** DATA FOR THIS TASK follows **

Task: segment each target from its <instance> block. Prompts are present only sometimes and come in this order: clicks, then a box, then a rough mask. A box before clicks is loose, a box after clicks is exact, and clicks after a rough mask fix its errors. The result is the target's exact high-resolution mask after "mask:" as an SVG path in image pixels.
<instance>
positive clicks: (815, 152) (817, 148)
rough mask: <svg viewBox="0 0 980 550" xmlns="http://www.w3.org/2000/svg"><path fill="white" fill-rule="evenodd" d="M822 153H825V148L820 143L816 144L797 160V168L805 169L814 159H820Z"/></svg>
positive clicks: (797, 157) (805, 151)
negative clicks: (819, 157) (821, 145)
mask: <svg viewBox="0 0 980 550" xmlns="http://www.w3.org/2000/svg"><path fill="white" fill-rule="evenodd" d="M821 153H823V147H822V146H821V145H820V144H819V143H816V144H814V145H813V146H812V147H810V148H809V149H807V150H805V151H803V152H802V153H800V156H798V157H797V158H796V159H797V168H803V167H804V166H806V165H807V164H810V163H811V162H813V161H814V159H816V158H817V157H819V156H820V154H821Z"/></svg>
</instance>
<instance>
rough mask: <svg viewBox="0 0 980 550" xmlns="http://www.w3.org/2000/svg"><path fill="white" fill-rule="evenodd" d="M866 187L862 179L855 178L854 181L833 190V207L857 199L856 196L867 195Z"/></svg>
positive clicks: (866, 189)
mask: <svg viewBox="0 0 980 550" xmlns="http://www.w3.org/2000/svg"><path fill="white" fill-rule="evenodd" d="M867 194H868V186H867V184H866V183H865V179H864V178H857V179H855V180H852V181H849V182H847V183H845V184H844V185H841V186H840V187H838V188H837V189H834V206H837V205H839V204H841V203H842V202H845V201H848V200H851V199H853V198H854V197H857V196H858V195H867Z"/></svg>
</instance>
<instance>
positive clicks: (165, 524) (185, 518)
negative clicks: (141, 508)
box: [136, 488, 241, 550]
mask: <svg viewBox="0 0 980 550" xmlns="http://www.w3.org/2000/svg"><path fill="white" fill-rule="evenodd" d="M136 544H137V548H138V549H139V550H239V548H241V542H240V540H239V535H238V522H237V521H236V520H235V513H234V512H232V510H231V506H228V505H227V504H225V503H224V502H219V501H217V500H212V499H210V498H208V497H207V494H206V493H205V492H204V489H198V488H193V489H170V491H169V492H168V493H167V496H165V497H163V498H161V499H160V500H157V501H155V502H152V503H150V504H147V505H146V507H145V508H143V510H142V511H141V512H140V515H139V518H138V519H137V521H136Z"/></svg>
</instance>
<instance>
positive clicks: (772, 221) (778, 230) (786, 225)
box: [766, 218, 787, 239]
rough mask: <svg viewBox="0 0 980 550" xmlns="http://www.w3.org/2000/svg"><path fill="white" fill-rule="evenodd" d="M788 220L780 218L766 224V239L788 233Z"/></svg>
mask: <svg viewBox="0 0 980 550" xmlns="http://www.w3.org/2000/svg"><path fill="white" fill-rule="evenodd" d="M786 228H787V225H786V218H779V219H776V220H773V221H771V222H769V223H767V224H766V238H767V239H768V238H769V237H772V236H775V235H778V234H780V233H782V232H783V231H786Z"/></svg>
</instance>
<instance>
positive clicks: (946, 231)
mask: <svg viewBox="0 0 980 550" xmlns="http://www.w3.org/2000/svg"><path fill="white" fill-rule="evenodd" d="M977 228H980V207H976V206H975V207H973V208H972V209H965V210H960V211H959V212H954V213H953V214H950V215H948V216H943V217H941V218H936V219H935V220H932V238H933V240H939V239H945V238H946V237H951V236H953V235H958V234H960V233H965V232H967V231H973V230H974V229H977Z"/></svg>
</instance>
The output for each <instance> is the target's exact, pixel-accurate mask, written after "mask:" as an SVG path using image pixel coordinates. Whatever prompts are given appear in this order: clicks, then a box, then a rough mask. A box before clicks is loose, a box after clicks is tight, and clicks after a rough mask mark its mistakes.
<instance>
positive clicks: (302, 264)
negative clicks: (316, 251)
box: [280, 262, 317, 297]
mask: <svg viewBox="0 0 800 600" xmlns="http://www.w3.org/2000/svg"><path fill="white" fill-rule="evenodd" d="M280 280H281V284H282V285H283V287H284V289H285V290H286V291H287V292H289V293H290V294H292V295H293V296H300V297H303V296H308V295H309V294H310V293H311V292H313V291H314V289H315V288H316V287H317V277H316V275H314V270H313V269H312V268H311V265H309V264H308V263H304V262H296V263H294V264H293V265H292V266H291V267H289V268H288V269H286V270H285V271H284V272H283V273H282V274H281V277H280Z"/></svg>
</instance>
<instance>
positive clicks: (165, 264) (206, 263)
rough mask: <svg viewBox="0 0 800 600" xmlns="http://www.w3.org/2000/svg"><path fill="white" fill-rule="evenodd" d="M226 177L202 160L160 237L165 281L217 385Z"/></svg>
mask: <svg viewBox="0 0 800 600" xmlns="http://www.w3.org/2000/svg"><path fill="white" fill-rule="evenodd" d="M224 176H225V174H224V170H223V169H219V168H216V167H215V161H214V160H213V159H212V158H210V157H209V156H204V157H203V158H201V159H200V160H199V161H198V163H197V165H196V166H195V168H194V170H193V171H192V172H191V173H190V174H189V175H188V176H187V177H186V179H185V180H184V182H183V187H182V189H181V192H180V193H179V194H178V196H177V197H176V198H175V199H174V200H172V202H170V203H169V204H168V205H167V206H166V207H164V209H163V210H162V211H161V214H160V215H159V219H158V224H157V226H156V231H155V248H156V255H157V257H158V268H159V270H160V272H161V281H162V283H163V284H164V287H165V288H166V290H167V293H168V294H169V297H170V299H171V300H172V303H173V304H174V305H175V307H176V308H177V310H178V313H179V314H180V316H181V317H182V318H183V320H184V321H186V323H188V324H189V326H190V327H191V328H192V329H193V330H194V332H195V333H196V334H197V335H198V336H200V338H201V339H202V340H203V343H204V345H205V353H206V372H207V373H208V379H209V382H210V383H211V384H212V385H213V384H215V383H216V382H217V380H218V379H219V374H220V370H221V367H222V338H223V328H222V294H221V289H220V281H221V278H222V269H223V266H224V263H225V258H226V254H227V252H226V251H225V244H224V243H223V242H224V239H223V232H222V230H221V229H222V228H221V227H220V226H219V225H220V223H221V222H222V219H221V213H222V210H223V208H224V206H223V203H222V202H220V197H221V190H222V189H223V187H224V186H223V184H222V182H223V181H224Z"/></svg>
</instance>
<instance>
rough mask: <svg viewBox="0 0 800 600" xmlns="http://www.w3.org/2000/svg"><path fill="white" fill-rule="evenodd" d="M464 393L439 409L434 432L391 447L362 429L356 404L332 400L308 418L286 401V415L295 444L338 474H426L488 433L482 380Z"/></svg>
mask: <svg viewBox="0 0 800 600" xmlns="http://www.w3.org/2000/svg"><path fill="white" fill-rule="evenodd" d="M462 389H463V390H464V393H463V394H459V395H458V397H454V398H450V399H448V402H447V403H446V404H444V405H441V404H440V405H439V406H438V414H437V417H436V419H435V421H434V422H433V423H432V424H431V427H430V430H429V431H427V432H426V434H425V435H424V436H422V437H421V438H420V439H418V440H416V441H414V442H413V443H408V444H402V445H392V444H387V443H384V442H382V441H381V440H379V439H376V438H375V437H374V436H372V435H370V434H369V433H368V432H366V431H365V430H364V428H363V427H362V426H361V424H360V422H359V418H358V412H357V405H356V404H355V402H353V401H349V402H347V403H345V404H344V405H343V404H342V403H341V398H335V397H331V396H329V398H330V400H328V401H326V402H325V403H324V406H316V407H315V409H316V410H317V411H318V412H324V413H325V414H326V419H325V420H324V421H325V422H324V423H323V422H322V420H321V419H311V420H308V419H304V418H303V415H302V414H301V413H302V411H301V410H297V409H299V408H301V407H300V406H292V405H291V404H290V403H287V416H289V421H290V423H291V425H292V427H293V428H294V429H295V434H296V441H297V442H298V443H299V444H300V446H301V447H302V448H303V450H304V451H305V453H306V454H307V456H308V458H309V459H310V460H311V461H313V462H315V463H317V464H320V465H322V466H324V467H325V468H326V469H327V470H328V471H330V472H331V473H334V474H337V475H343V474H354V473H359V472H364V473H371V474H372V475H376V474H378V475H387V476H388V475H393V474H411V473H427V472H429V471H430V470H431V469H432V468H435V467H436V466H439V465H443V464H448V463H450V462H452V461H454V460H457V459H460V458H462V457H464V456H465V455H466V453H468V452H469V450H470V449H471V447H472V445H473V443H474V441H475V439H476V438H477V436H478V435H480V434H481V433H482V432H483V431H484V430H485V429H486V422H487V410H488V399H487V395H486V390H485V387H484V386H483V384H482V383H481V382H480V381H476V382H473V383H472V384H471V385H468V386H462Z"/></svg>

** End of DATA FOR THIS TASK **

§ **REQUIREMENT**:
Working from the records above, write out verbatim only the lines from the line containing "negative clicks: (316, 251)" through the line containing "positive clicks: (165, 264) (206, 263)".

§ **WRITTEN ANSWER**:
negative clicks: (316, 251)
box: [280, 262, 317, 297]
mask: <svg viewBox="0 0 800 600" xmlns="http://www.w3.org/2000/svg"><path fill="white" fill-rule="evenodd" d="M280 280H281V284H282V285H283V287H284V289H285V290H286V291H287V292H289V293H290V294H292V295H293V296H300V297H303V296H308V295H309V294H310V293H311V292H313V291H314V289H315V288H316V287H317V277H316V275H314V270H313V269H312V268H311V265H309V264H308V263H304V262H296V263H294V264H293V265H292V266H291V267H289V268H288V269H286V270H285V271H284V272H283V273H282V274H281V277H280Z"/></svg>
</instance>
<instance>
positive clicks: (165, 264) (206, 263)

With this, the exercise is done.